Dataset entries
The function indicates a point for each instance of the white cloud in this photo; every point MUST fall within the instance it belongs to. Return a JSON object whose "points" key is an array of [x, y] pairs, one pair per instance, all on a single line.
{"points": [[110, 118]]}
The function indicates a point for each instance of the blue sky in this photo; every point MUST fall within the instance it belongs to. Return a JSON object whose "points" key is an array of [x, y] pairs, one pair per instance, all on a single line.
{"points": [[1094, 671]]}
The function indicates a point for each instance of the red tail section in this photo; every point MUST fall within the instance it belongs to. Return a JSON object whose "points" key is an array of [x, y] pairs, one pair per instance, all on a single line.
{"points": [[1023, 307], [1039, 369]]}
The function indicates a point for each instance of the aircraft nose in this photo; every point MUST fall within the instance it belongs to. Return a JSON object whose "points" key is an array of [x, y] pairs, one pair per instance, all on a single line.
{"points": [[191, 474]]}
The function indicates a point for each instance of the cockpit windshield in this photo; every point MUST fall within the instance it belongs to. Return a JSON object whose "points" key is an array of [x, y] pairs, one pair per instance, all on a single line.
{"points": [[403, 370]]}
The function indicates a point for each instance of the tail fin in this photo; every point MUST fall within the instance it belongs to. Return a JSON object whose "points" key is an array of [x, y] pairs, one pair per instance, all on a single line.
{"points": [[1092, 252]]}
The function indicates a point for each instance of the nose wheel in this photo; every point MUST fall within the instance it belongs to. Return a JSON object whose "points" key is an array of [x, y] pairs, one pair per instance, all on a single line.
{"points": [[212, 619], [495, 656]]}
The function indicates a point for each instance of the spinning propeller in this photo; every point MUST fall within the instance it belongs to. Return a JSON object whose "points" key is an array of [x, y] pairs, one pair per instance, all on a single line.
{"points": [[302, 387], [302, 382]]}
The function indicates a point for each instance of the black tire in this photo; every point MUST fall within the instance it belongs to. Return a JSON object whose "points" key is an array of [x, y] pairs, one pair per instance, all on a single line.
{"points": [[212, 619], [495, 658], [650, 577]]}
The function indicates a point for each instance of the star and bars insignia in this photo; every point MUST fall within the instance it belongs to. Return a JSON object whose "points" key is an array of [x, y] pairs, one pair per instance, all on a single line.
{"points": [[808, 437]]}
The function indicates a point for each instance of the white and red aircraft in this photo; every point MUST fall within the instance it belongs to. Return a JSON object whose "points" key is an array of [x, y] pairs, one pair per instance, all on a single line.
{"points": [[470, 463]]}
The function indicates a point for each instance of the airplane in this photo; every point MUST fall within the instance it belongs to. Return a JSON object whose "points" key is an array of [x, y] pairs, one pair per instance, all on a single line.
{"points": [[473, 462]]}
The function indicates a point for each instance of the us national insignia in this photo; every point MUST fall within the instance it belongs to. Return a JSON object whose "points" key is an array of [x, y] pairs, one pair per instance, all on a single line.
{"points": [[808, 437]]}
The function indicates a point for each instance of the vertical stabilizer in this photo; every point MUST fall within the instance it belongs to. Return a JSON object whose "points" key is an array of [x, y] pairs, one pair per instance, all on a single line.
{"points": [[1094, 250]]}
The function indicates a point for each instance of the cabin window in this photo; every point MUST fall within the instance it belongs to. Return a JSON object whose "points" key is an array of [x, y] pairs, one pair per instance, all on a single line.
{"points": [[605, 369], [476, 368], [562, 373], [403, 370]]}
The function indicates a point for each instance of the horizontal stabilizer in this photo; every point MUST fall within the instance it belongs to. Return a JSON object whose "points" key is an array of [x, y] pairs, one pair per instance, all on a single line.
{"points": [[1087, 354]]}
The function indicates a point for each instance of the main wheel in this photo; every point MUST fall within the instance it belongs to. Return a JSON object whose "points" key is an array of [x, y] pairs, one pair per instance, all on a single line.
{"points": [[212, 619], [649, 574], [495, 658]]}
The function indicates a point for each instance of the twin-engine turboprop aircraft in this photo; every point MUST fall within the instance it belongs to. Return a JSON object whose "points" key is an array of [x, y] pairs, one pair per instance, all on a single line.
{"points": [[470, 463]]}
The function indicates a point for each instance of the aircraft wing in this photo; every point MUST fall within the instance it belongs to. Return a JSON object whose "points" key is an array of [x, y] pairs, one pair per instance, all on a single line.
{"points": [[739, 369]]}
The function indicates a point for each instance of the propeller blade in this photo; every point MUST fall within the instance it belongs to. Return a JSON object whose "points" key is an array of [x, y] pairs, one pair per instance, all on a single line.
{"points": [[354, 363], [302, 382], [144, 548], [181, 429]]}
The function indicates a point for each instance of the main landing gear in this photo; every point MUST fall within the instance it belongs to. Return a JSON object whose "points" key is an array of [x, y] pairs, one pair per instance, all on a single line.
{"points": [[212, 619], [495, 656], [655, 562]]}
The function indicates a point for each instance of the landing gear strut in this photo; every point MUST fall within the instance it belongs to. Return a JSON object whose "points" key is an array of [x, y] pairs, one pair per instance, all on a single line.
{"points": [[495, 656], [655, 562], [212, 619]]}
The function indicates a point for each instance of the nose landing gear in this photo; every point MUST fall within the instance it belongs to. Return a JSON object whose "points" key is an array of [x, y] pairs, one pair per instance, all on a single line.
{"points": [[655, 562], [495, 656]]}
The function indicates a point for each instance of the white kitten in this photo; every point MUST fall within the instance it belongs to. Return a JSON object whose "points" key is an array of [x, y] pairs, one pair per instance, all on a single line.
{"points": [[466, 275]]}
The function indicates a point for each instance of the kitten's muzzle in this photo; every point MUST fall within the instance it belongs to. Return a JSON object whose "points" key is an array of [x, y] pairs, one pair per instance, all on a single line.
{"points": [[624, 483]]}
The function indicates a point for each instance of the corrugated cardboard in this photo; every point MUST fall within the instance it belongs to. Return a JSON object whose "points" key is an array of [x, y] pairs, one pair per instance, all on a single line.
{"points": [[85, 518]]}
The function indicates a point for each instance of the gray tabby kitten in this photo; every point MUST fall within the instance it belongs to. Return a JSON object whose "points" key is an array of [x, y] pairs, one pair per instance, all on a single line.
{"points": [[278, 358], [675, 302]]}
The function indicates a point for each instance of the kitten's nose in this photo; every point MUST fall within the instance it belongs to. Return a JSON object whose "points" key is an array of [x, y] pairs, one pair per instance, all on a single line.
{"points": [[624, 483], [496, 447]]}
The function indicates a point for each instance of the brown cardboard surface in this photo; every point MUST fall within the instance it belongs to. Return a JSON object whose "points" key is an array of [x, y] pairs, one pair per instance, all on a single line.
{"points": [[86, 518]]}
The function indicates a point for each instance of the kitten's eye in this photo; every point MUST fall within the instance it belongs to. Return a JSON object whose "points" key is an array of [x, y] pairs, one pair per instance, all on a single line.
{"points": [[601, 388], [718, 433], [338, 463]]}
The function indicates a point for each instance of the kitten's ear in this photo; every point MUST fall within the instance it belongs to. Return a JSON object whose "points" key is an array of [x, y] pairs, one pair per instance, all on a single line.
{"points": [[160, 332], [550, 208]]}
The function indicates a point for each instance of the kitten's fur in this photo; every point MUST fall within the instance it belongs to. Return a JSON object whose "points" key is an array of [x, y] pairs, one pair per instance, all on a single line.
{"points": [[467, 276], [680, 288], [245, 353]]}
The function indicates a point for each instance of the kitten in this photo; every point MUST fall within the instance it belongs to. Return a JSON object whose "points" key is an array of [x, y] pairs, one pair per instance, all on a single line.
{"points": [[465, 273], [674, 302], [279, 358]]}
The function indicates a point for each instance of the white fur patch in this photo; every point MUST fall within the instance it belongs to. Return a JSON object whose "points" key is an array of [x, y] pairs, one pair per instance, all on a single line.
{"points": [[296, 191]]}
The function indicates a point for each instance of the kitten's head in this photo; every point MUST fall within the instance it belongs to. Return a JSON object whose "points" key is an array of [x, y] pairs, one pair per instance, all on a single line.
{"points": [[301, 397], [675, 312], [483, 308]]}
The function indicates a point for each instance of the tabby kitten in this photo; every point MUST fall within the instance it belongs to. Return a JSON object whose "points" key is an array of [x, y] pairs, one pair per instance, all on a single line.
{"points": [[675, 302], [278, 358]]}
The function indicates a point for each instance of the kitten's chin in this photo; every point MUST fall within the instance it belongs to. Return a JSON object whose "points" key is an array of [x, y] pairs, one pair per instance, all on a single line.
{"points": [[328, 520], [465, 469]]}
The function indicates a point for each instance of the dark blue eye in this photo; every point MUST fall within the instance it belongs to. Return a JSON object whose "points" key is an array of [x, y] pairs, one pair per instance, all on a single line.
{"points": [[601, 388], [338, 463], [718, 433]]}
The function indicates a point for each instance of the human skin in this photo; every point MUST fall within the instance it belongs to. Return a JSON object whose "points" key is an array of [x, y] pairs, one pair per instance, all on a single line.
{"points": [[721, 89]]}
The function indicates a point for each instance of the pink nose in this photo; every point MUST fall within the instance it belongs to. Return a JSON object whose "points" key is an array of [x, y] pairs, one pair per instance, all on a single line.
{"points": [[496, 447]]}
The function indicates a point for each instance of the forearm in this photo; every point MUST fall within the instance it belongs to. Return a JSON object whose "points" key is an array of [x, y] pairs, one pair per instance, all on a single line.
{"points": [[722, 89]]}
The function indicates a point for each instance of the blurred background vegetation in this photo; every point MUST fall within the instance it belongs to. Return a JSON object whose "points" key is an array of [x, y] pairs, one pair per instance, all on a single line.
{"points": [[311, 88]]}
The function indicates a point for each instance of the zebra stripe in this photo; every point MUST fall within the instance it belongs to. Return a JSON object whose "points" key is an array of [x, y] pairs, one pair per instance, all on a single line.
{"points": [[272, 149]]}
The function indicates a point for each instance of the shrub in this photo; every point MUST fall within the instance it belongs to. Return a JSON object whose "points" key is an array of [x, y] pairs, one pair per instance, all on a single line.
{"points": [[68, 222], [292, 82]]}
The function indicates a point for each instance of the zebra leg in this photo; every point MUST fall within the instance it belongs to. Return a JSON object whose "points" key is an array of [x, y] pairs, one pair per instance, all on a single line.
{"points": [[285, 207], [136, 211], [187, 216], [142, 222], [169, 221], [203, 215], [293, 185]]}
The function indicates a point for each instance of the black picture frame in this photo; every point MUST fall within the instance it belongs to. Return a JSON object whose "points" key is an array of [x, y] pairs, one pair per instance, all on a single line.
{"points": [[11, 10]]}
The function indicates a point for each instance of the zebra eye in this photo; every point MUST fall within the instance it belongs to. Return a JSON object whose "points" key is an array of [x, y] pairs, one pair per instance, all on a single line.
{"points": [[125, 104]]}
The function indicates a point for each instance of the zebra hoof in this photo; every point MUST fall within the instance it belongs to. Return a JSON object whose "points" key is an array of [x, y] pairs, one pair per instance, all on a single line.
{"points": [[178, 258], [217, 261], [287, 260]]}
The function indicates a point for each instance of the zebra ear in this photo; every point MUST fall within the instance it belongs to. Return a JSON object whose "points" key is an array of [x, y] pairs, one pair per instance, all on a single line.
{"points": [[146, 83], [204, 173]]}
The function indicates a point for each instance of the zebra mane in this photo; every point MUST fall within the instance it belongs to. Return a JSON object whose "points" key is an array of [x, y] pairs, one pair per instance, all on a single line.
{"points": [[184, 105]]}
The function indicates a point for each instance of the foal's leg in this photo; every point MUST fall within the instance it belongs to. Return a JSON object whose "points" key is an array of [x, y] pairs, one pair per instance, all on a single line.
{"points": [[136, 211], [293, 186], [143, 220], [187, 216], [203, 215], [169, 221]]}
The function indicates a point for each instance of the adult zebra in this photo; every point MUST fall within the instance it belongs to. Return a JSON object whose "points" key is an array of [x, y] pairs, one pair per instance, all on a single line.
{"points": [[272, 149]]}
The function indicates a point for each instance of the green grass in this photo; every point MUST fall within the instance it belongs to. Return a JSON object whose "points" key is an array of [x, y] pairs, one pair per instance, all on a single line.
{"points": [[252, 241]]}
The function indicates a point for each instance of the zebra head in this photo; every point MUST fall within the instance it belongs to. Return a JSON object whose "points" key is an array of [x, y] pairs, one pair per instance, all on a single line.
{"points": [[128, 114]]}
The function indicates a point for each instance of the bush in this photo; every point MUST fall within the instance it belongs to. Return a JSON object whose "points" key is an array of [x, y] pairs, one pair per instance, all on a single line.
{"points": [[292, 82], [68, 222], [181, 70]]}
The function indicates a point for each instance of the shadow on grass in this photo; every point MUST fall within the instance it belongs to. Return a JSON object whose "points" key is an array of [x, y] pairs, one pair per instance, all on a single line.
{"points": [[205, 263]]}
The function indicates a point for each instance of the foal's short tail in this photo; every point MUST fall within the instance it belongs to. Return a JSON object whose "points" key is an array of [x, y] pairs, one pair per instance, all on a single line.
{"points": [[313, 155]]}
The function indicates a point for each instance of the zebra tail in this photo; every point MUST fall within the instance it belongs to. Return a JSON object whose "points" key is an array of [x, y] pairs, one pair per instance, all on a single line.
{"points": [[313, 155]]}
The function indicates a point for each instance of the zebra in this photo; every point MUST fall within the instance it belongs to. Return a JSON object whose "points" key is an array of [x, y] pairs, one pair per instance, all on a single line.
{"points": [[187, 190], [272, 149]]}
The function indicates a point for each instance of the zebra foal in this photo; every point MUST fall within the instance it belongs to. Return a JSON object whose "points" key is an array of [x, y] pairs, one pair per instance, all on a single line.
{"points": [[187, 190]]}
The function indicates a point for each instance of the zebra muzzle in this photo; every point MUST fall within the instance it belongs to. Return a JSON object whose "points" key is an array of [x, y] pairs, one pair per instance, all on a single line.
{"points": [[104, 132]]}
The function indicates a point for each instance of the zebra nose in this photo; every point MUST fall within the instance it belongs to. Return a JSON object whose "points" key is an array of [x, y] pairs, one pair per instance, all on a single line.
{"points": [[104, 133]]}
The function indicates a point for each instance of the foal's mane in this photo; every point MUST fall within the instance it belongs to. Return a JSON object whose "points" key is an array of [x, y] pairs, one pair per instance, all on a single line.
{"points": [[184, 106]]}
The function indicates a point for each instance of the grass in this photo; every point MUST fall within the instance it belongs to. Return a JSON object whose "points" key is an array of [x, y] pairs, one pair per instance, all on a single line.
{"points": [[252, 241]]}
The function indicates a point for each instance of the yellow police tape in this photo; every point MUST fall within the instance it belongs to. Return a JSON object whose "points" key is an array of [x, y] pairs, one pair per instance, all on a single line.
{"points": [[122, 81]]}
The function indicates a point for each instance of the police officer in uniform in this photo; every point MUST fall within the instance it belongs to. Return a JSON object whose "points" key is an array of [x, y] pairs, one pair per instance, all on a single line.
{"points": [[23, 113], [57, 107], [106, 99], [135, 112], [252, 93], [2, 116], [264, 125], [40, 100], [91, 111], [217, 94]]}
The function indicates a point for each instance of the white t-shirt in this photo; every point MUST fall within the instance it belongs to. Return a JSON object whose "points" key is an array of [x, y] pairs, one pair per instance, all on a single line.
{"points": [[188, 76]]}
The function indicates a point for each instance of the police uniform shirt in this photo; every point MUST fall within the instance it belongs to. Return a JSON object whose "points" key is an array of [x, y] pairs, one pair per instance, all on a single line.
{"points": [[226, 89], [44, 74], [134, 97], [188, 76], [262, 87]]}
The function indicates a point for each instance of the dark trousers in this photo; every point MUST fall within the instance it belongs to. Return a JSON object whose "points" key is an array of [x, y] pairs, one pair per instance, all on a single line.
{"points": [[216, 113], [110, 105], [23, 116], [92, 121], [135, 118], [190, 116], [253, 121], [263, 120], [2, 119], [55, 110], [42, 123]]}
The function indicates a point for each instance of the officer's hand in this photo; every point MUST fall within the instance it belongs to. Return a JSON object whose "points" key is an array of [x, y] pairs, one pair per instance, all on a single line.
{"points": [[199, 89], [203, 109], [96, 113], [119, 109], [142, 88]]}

# Directions for this task
Repeat, without changes, every line from the one that contains "the dark trousers" through the final line of the data.

# Answer box
The function indicates a point for each instance of the dark trousers in this photo; every point MUST fall within the instance it belongs to. Return a JSON object whose "points" key is an array of [x, y] pairs, one pair per instance, all on a single line.
{"points": [[216, 113], [110, 105], [23, 116], [92, 121], [135, 118], [190, 116], [253, 121], [263, 120], [2, 119], [55, 110], [42, 123]]}
The function indicates a point for each instance of the officer's hand in this photo; every point MUST fall within the instance it belongs to. Return a JSON object whose "points" key is an array of [x, y] pairs, one pair per instance, all on a single line.
{"points": [[199, 89], [203, 109], [96, 113], [119, 109], [142, 88]]}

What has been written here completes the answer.